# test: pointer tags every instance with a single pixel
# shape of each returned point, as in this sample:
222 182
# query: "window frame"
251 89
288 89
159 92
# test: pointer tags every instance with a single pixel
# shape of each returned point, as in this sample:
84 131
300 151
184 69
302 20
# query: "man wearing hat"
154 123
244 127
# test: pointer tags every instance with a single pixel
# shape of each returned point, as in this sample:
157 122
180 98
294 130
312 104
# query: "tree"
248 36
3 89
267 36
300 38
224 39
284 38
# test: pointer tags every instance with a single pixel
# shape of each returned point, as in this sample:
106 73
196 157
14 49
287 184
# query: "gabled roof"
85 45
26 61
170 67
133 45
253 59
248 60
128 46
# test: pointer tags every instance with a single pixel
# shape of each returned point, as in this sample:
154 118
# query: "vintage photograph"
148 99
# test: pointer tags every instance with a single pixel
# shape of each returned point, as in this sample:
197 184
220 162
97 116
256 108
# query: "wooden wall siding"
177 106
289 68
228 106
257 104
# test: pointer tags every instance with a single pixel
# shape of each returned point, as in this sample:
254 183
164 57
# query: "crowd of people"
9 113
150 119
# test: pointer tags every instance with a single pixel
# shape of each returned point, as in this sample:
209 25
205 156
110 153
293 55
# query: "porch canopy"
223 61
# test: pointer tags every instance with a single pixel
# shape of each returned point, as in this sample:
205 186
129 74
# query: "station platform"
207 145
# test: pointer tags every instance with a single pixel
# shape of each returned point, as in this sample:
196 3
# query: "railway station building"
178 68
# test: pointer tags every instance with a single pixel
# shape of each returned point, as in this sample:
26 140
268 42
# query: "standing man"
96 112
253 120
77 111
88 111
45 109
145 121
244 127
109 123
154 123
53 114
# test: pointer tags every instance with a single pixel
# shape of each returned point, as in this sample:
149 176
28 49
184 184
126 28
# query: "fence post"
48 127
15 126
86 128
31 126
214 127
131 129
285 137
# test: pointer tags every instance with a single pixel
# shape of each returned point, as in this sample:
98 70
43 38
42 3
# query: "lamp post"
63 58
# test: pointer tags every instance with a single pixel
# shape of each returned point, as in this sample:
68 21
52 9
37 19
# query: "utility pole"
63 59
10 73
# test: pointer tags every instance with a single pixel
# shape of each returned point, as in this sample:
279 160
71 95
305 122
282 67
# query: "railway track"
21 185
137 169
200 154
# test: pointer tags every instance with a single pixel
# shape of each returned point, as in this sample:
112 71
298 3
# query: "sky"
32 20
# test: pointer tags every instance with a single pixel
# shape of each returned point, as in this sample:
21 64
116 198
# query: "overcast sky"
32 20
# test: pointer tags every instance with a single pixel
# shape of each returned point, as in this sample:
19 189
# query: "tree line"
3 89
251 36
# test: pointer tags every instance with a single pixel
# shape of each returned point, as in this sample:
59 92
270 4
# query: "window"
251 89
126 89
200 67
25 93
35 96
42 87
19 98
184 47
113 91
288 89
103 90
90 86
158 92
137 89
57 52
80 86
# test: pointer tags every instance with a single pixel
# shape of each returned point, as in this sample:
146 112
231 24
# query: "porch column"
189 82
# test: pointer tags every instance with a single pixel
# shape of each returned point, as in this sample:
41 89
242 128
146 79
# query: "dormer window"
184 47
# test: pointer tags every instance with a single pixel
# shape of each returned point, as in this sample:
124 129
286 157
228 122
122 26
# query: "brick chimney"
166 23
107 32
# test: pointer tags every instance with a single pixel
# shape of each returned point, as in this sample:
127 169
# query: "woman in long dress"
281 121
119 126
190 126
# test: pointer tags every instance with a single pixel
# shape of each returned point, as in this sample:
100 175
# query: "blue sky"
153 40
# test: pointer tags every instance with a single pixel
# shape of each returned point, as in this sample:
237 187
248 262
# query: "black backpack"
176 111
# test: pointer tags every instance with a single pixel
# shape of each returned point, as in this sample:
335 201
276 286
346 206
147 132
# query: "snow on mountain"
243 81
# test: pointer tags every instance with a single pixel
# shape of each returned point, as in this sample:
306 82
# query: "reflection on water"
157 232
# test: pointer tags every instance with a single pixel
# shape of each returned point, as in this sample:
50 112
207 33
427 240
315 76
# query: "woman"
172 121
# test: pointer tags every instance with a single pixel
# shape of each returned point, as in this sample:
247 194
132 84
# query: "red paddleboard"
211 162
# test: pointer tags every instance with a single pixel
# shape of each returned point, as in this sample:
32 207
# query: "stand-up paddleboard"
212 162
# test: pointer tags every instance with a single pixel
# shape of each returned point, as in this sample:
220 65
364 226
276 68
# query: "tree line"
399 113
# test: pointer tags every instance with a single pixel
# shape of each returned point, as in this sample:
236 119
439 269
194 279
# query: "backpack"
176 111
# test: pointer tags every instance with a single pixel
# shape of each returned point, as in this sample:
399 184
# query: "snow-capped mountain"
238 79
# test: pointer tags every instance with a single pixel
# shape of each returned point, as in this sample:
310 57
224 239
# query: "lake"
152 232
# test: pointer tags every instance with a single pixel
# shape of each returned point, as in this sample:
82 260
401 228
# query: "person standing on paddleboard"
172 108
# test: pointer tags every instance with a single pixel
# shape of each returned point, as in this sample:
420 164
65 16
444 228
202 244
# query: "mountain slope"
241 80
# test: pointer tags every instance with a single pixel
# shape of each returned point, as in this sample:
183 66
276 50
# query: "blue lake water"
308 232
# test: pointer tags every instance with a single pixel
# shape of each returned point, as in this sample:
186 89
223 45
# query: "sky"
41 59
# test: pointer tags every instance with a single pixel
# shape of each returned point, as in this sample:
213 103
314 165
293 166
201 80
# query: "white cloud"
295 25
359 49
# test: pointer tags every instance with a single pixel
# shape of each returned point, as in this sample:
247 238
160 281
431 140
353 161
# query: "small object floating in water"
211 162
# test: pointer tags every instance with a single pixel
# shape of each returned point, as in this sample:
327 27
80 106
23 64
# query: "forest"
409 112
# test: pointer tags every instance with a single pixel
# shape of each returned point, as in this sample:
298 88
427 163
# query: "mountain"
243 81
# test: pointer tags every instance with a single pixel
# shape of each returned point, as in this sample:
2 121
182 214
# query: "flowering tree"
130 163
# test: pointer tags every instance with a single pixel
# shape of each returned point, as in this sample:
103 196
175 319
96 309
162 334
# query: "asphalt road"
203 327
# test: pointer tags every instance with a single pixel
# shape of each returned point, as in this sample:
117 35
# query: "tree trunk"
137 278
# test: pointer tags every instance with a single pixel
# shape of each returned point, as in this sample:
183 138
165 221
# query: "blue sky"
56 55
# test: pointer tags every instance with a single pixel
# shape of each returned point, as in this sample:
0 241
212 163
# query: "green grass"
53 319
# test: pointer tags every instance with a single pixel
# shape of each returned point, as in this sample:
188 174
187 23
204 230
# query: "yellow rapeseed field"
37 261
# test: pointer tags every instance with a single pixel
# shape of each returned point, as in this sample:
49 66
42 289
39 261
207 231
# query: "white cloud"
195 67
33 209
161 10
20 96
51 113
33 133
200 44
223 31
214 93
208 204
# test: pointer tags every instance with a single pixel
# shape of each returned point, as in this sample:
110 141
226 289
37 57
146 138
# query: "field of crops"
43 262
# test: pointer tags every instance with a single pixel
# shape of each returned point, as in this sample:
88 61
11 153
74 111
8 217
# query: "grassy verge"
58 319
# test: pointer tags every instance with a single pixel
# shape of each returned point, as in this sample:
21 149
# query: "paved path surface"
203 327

--

Written request>
Copy the records above exactly as they appear.

Reply>
# test: pointer tags every instance with a single pixel
# shape of each returned point, as in this sample:
222 182
# query: "window frame"
251 89
288 89
159 92
# test: pointer tags every instance with a single pixel
# shape of each returned point, as in this sample:
84 131
300 151
184 69
302 20
# query: "man wearing hat"
154 123
244 127
# test: pointer tags every instance with a single pixel
# shape of each returned point, as in this sample:
157 122
180 98
294 130
312 104
# query: "tree"
248 36
3 89
267 36
300 38
224 39
284 38
# test: pointer tags every instance with a single pixel
# shape of each returned point, as in this sample:
106 73
196 157
14 49
287 184
# query: "gabled roof"
85 45
26 61
170 67
133 45
253 59
248 60
128 46
# test: pointer tags every instance with a single pixel
# shape of each returned point, as in this sample:
154 118
# query: "vintage photograph"
148 99
# test: pointer tags every instance with a single pixel
# shape of each returned point, as in this sample:
197 184
220 162
97 116
256 108
# query: "wooden wall siding"
177 106
289 68
228 106
257 104
# test: pointer tags every instance with a single pixel
# shape of each returned point, as in this sample:
254 183
164 57
# query: "crowd of people"
9 113
150 119
# test: pointer tags every instance with a single pixel
# shape of each returned point, as in this sample:
209 25
205 156
110 153
293 55
# query: "porch canopy"
223 61
# test: pointer tags every instance with a single pixel
# shape of each returned point, as in this sample:
205 186
129 74
# query: "station platform"
207 145
# test: pointer tags every instance with a single pixel
# shape of each returned point, as in this sample:
196 3
# query: "railway station building"
178 68
# test: pointer tags every instance with a single pixel
# shape of each returned point, as in this sample:
26 140
268 42
# query: "standing man"
96 112
253 120
77 111
88 111
45 109
145 121
244 127
109 123
154 123
53 114
# test: pointer tags every instance with a single pixel
# shape of each returned point, as in this sample:
149 176
28 49
184 184
126 28
# query: "fence post"
48 127
15 126
86 128
31 126
214 127
131 129
285 137
# test: pointer tags every instance with a single pixel
# shape of each returned point, as in this sample:
98 70
43 38
42 3
# query: "lamp post"
63 58
# test: pointer tags every instance with a single pixel
# shape of each returned point, as in this sample:
68 21
52 9
37 19
# query: "utility pole"
63 59
10 73
# test: pointer tags every instance with a single pixel
# shape of each returned point, as in this sample:
279 160
71 95
305 122
282 67
# query: "railway track"
21 185
137 169
200 154
# test: pointer tags every instance with a single pixel
# shape of each returned point, as in this sample:
112 71
298 3
# query: "sky"
32 20
# test: pointer tags every instance with a single pixel
# shape of each returned point, as in this sample:
21 64
116 198
# query: "overcast sky"
32 20
# test: pointer tags every instance with a single pixel
# shape of each returned point, as in this sample:
19 189
# query: "tree line"
3 89
251 36
# test: pointer tags every instance with a single pixel
# shape of each returned point, as in this sample:
59 92
270 4
# query: "window"
251 89
126 89
200 67
25 93
35 96
42 87
19 98
184 47
113 91
288 89
103 90
90 86
158 92
137 89
57 52
80 86
# test: pointer tags every instance with a single pixel
# shape of each returned point, as in this sample:
146 112
231 24
# query: "porch column"
189 82
# test: pointer tags every instance with a single pixel
# shape of each returned point, as in this sample:
41 89
242 128
146 79
# query: "dormer window"
184 47
# test: pointer tags every instance with a single pixel
# shape of each returned point, as in this sample:
124 129
286 157
228 122
122 26
# query: "brick chimney"
166 23
107 32
# test: pointer tags every instance with a single pixel
# shape of each returned point, as in this sample:
127 169
# query: "woman in long dress"
281 121
119 126
190 126
# test: pointer tags every instance with a single pixel
# shape of each returned point, as in this sample:
100 175
# query: "blue sky"
153 40
# test: pointer tags every instance with a single pixel
# shape of each returned point, as in this sample:
237 187
248 262
# query: "black backpack"
176 111
# test: pointer tags every instance with a single pixel
# shape of each returned point, as in this sample:
335 201
276 286
346 206
147 132
# query: "snow on mountain"
243 81
# test: pointer tags every instance with a single pixel
# shape of each returned point, as in this sample:
306 82
# query: "reflection on water"
157 232
# test: pointer tags every instance with a single pixel
# shape of each returned point, as in this sample:
50 112
207 33
427 240
315 76
# query: "woman"
172 121
# test: pointer tags every instance with a single pixel
# shape of each returned point, as in this sample:
247 194
132 84
# query: "red paddleboard"
211 162
# test: pointer tags every instance with a single pixel
# shape of each returned point, as in this sample:
32 207
# query: "stand-up paddleboard"
212 162
# test: pointer tags every instance with a single pixel
# shape of each returned point, as in this sample:
220 65
364 226
276 68
# query: "tree line"
399 113
# test: pointer tags every instance with a single pixel
# shape of each returned point, as in this sample:
236 119
439 269
194 279
# query: "backpack"
176 111
# test: pointer tags every instance with a single pixel
# shape of each returned point, as in this sample:
399 184
# query: "snow-capped mountain"
238 79
# test: pointer tags every instance with a single pixel
# shape of each returned point, as in this sample:
310 57
224 239
# query: "lake"
152 232
# test: pointer tags every instance with a single pixel
# shape of each returned point, as in this sample:
82 260
401 228
# query: "person standing on paddleboard"
172 108
# test: pointer tags every instance with a single pixel
# shape of each returned point, as in this sample:
420 164
65 16
444 228
202 244
# query: "mountain slope"
241 80
# test: pointer tags every instance with a single pixel
# shape of each returned point, as in this sample:
183 66
276 50
# query: "blue lake water"
308 232
# test: pointer tags every instance with a single pixel
# shape of each returned point, as in this sample:
186 89
223 45
# query: "sky"
41 59
# test: pointer tags every instance with a single pixel
# shape of each returned point, as in this sample:
213 103
314 165
293 166
201 80
# query: "white cloud"
295 25
359 49
# test: pointer tags every instance with a single pixel
# shape of each returned point, as in this sample:
247 238
160 281
431 140
353 161
# query: "small object floating in water"
211 162
# test: pointer tags every instance with a single pixel
# shape of each returned point, as in this sample:
327 27
80 106
23 64
# query: "forest"
409 112
# test: pointer tags every instance with a single pixel
# shape of each returned point, as in this sample:
298 88
427 163
# query: "mountain"
243 81
# test: pointer tags every instance with a single pixel
# shape of each returned point, as in this sample:
2 121
182 214
# query: "flowering tree"
130 163
# test: pointer tags every instance with a single pixel
# shape of each returned point, as in this sample:
103 196
175 319
96 309
162 334
# query: "asphalt road"
203 327
# test: pointer tags every instance with a single pixel
# shape of each returned point, as in this sample:
117 35
# query: "tree trunk"
137 278
# test: pointer tags every instance with a single pixel
# shape of each returned point, as in this sample:
183 138
165 221
# query: "blue sky"
56 55
# test: pointer tags every instance with a single pixel
# shape of each returned point, as in this sample:
0 241
212 163
# query: "green grass"
53 319
# test: pointer tags every instance with a single pixel
# shape of each returned point, as in this sample:
188 174
187 23
204 230
# query: "yellow rapeseed field"
37 261
# test: pointer tags every instance with a single pixel
# shape of each returned point, as in this sample:
49 66
42 289
39 261
207 231
# query: "white cloud"
195 67
33 209
161 10
20 96
51 113
33 133
200 44
223 31
214 93
208 204
# test: pointer tags every instance with a single pixel
# shape of each returned point, as in this sample:
110 141
226 289
37 57
146 138
# query: "field of crops"
43 262
# test: pointer tags every instance with a single pixel
# shape of each returned point, as in this sample:
88 61
11 153
74 111
8 217
# query: "grassy verge"
58 319
# test: pointer tags every instance with a single pixel
# shape of each returned point, as in this sample:
21 149
# query: "paved path surface"
203 327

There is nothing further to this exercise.